Work required
Render everything from the start of the data down through the line containing "105L109 139L135 141L136" as a JSON list of strings, one string per line, leaving out blank lines.

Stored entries
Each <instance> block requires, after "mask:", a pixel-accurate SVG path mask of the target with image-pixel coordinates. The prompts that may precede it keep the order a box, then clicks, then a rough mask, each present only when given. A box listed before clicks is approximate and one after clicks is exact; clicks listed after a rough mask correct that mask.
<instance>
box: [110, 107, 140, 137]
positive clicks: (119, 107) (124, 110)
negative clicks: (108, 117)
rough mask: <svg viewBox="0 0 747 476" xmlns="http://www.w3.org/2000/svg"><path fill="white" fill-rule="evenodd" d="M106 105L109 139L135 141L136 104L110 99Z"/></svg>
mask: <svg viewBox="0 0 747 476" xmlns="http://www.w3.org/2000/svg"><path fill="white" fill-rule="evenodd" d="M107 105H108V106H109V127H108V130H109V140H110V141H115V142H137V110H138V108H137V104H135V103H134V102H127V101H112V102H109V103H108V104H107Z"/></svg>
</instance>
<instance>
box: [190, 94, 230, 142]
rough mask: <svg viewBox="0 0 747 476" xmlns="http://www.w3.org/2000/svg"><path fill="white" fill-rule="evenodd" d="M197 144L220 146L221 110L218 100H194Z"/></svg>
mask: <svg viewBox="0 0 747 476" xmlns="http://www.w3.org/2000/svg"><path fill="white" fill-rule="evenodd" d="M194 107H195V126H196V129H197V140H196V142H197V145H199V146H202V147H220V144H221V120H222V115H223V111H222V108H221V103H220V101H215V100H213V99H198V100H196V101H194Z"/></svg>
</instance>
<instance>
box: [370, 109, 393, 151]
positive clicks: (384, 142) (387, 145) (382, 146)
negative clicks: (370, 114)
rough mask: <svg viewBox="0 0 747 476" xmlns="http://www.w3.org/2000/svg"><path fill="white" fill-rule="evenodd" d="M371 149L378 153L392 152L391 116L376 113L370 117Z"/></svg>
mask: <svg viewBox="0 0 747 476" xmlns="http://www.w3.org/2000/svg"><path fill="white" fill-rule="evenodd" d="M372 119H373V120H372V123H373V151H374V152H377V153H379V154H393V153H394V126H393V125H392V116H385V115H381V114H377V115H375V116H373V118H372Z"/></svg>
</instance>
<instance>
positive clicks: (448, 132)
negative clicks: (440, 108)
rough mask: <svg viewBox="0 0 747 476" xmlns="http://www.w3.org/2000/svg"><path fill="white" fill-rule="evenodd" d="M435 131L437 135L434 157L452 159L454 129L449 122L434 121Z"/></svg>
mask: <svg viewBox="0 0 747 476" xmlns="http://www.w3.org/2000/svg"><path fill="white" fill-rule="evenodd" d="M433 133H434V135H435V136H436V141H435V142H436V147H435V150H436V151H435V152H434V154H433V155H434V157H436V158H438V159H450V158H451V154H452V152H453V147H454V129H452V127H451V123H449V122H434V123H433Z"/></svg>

Answer for this exercise
[
  "Each <instance> block requires, after \"mask:\", a pixel-accurate SVG path mask of the target with image-pixel coordinates. The prompts that may precede it keep the order a box, then clicks, then a rough mask, each present only when given. A box listed before clicks is approximate and one after clicks is exact; clicks listed after a rough mask correct that mask.",
  "<instance>",
  "box: [110, 107, 140, 137]",
  "positive clicks: (119, 107) (124, 110)",
  "negative clicks: (108, 117)",
  "rough mask: <svg viewBox=\"0 0 747 476\" xmlns=\"http://www.w3.org/2000/svg\"><path fill=\"white\" fill-rule=\"evenodd\" d=\"M106 105L109 139L135 141L136 104L110 99Z\"/></svg>"
]